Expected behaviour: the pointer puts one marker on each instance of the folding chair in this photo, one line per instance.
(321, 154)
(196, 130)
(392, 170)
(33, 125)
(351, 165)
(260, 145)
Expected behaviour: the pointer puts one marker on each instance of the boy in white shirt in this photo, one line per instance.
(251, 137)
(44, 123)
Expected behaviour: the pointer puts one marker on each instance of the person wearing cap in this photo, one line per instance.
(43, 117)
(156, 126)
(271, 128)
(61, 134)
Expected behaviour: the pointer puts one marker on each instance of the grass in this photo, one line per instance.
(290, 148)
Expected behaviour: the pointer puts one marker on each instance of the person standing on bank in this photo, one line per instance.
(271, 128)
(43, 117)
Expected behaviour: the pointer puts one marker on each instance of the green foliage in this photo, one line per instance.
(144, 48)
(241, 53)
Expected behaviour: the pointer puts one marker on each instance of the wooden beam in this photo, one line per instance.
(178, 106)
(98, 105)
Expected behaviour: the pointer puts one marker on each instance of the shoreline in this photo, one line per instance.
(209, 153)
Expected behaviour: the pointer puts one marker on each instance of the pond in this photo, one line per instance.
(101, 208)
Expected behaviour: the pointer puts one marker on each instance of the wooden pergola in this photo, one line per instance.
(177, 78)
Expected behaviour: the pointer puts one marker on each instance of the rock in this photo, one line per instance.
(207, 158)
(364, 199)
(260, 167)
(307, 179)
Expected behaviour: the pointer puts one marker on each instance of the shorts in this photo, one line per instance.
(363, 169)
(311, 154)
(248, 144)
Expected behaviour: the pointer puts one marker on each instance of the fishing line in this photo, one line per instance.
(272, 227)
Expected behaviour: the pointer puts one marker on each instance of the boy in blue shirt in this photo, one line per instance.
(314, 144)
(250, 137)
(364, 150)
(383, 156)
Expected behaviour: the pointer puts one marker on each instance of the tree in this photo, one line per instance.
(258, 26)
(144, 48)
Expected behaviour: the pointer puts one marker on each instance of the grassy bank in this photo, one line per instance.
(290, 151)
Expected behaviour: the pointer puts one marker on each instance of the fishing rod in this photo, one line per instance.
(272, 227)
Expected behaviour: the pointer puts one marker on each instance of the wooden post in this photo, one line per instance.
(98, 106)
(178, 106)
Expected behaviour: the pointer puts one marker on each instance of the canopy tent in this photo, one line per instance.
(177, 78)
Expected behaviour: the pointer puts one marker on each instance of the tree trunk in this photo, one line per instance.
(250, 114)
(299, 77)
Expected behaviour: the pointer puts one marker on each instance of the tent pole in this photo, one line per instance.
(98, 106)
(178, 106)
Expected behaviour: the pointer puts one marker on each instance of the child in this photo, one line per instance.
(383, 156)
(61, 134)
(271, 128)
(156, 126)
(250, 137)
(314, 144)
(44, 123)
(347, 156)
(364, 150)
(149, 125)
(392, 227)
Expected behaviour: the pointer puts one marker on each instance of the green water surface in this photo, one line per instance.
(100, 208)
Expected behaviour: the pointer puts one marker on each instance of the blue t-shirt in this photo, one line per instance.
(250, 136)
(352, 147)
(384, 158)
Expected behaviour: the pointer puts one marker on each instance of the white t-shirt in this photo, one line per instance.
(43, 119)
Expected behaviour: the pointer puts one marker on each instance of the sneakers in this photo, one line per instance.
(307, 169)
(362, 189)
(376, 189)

- [What to work on]: Copy the listing word for word, starting with the line that contains "surface in this photo, one line per instance." and continuing through the last line of the listing.

- [The result]:
Expected behaviour: the pointer puts one marker on each instance of the green water surface in this photo, one line per instance.
(100, 208)
Expected behaviour: the pointer puts one marker on each instance of the blue t-shirt in this photo, one line per instance.
(250, 136)
(352, 147)
(384, 158)
Expected behaviour: the pointer puts one marker on each instance of the white t-shirt in this photo, one line per instance.
(43, 119)
Expected behaviour: the pointer puts one marker on each instance of the sneakers in this photo, one line per instance.
(307, 169)
(362, 189)
(376, 189)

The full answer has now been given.